Ejercicio propuesto 1: Según el texto sobre Clara Peeters, ¿qué tema introdujo la pintora en el bodegón?
Ejercicio propuesto 2: Retoma el texto sobre la pintura de Clara Peeters y continúalo a partir de su última oración.

Texto de lectura:
28.12.16

Alcachofas contradictorias


En el abigarrado mundo de los pintores flamencos y holandeses que se dedicaron a las naturalezas muertas, Clara Peeters pasó a la historia por dos motivos: por ser una de las primeras mujeres dedicadas en el siglo XVII a la pintura (y la primera de quien se organiza una exposición en el Prado), y porque intrudujo el pescado como tema de bodegón. Su arte, su ars, que diría Rodolfo, no tiene tanto que ver con el más tenebrista de Mahu ni con los suntuosos pronks de, por ejemplo, Heem, que más parecen una despensa repleta de manjares a la que hubieran abierto la puerta para que todo se desparramase. Clara Peeters tiene más que ver con Osias Bert, el pintor de desayunos, más amigos de las composiciones equilibradas y los tonos ocre de las luces, de los detalles del pan y de las flores de colores. Leo que el detallismo de Osias Bert influyó en el bodegón español a través de Van der Hamen, mucho más amigo del claroscuro, en quien ya intuimos los inigualables bodegones de Sánchez Cotán. Clara Peeters no es amiga de que los fondos negros suman al objeto pintado en la penumbra, o lo hagan emerger de ella. Los quince cuadros que se exhiben en una sala del museo están sobradamente iluminados, con esa luz dorada, en tonos ocres y royos con que pintan los holandeses. La sobreiluminación aumenta el apetito, pero realza los objetos hasta sacarlos de sí mismos. A veces están excesivamente vivos, y los ojos de los besugos se parecen a los de los santos mártires, anegados de agua bendita, y los cangrejos ya cocidos, rojo pimentón, miran la escena como policías.
Es en todo caso la iluminación necesaria para que luzca el detallismo. En seguida miramos los cuadros como si estuviésemos en una exposición de orfebrería. Peeters usa esbeltos copones historiados, panes con retículas tupidas dibujadas con un cuchillo sobre la corteza, cristales labrados en cientos de facetas cada una de las cuales concentra destellos diversos y brillos de colores, y algunos el reflejo de la pintora mientras los está pintando. Hasta los más livianos objetos tienen su grabado, su color, su significado. La falta de profundidad no hace sino resaltar su condición simbólica, el realismo minucioso pruduce menos vida que misterio. Peeters se detiene primorosamente en los brillos sedosos del pescado y los juegos de reflejos sobre las pieles de las gambas, cuyos bigotes están delicadamente pintados con pinceles de un solo pelo. Brillan los metales de las jarras y los surcos que ha dejado el cuchillo en las lascas de mantequilla, y brillan las jugosas heridas del pan, cuya miga parece que aún siga fermentando. En cada esquina más tostada de la rosquilla se adivina un estudio previo riguroso de cómo se tuestan las esquinas de las rosquillas. Todo eso tiene misterio, tendemos a pensar que tiene que significar algo, porque de lo contrario no tenemos más remedio que alabar la pericia, la puntillosidad, y dejar a un lado las impresiones de conjunto. La carga simbólica supuesta lo acerca a la modernidad.

Líneas proporcionadas:
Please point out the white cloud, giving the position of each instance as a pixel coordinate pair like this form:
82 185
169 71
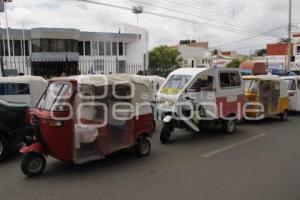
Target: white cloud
250 16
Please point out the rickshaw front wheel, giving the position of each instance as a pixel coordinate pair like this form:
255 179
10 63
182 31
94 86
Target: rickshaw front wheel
143 147
165 133
4 148
33 164
284 116
229 126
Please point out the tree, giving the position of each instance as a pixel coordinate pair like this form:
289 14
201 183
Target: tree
234 64
164 59
261 52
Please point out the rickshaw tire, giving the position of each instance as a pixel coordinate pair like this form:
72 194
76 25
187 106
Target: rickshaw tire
140 151
284 116
26 160
165 134
6 148
226 128
154 126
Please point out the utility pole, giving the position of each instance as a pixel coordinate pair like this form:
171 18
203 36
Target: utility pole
290 50
138 10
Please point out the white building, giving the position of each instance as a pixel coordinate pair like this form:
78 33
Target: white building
53 51
194 56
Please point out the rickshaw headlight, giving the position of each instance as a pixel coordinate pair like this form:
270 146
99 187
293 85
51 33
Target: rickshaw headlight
61 108
55 123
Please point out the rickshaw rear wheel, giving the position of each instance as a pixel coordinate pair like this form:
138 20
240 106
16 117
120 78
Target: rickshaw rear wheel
229 126
4 148
284 116
33 164
154 126
143 147
165 133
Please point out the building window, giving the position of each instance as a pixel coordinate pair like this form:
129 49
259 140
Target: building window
94 48
14 89
45 45
108 48
80 48
230 79
114 48
36 44
69 46
61 46
125 49
26 48
121 48
87 45
53 46
101 48
17 47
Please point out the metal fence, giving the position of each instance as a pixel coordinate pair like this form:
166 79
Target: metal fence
69 66
11 66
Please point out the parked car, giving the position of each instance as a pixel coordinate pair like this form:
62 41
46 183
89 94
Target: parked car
200 98
268 94
22 89
75 120
293 83
14 127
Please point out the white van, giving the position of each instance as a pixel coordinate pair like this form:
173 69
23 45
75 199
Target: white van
293 83
193 97
22 89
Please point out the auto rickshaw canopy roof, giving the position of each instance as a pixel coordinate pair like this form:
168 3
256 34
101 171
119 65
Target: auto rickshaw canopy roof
103 80
272 78
263 78
291 78
22 79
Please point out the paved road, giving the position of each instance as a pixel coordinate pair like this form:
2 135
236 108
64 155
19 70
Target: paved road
261 161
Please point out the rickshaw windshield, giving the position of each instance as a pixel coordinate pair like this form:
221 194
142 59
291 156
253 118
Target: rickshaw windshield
56 92
175 84
291 84
251 86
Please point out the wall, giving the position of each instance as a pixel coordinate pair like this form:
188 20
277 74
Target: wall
136 51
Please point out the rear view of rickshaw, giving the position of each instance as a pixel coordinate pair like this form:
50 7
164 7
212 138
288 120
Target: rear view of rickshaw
293 83
200 99
266 96
84 118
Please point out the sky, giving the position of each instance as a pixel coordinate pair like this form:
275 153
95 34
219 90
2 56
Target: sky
239 25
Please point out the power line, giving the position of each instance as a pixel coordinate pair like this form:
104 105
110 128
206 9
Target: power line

Respuesta 1: El pescado.

Respuesta 2:
Es muy significativo, a este respecto, el caso de las alcachofas, que en aquella época, según reza el pie del cuadro, se tenían por afrodisíacas. Son unas alcachofas muy hechas, las hojas han empezado a abrirse y las puntas a repingar. Dentro, los cilios ya están grises y resecos. Sánchez Cotán habría escogido un verde a la medida del tiempo, un verde más pardo y apagado, avejentado, endurecido, pero Clara Peeters pinta las alcachofas con verdes frescos y jugosos, tersos y como recién brotados. Y lo mismo sucede con los pajaritos muertos que pueblan algunas piezas. Están tiesos, tumbados encima de la mesa, patas arriba, pero sus plumas tienen colores tan vivos, rojos tan intensos y amarillos tan cítricos que parecen recién disecados. En ellos, en todo caso, no ha entrado la muerte todavía, o lo ha hecho en su forma definitiva, sin pasar por ese vivero de sentimientos que es la lenta descomposición de los cuerpos.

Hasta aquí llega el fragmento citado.